*Exercise aim:* Scan the data below and give the number of lines that include the word "white", with no other words.

(Beginning of Data provided)

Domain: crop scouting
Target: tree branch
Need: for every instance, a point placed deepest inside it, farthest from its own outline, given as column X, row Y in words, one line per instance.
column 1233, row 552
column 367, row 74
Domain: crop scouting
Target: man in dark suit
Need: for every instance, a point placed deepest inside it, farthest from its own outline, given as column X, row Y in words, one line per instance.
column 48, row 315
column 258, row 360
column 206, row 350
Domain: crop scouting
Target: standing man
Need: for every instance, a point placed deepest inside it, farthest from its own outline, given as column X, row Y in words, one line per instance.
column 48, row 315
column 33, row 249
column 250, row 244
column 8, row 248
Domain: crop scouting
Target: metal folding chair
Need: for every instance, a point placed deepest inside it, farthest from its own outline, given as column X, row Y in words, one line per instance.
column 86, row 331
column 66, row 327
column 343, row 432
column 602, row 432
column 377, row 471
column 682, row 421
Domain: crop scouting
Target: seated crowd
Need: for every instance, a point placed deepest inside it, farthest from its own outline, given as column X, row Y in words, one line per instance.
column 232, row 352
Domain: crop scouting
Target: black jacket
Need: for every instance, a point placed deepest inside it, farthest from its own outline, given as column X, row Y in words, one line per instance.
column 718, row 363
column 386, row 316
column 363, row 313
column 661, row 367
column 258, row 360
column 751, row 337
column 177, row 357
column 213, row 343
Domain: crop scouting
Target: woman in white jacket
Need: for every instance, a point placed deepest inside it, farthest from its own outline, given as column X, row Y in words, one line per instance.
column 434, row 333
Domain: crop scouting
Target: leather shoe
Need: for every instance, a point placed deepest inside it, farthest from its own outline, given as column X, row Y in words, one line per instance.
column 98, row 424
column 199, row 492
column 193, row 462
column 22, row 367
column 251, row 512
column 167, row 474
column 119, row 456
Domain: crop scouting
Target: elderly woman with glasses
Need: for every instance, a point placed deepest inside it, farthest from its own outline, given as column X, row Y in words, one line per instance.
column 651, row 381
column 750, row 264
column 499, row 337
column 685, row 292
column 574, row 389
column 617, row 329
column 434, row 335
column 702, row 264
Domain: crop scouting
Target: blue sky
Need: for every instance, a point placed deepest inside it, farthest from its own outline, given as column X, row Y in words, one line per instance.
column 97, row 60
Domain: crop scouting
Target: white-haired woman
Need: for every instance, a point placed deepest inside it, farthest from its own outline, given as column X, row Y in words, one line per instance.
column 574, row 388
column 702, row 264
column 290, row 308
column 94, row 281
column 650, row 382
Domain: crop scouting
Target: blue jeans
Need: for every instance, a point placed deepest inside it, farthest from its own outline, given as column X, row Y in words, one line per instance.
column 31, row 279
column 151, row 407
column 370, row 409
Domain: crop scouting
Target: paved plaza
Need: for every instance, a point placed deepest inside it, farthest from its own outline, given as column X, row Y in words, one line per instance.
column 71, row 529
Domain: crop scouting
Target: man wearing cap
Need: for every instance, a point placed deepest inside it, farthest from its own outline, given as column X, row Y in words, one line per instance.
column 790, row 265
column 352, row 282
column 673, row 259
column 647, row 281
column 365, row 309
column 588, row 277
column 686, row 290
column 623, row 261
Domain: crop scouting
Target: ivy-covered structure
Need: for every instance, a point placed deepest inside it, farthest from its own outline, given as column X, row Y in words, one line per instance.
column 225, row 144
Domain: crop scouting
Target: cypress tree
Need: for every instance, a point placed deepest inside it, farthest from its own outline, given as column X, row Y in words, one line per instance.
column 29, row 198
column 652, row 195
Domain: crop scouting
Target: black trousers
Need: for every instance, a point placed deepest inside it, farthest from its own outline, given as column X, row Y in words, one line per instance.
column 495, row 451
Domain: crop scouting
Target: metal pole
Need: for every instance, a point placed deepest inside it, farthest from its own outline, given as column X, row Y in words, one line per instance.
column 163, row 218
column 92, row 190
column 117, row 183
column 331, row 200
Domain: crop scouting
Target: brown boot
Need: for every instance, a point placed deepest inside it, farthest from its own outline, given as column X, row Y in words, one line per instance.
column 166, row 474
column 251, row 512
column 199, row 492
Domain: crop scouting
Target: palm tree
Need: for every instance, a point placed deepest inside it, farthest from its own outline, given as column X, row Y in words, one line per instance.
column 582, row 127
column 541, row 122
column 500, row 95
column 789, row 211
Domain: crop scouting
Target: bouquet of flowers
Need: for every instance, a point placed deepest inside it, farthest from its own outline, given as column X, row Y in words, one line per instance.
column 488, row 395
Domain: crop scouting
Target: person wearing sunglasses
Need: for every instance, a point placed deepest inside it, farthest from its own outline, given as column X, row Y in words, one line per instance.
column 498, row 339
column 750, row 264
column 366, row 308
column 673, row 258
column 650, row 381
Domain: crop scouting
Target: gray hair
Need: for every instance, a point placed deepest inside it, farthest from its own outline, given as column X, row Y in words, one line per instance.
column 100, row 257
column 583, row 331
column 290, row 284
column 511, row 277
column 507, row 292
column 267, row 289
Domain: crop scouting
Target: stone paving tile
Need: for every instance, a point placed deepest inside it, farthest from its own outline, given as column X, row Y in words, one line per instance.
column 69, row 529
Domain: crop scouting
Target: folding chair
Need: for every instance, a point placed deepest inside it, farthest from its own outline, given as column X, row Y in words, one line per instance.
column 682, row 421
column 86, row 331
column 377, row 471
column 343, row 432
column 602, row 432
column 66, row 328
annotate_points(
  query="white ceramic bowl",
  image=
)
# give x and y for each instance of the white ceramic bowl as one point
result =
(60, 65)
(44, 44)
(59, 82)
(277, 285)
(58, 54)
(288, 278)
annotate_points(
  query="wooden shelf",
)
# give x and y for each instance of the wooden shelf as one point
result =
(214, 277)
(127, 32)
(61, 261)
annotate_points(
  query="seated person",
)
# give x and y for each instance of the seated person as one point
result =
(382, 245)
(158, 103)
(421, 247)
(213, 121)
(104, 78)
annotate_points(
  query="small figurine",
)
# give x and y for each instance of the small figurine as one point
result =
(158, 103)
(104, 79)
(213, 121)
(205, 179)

(End of Data provided)

*Response area:* 4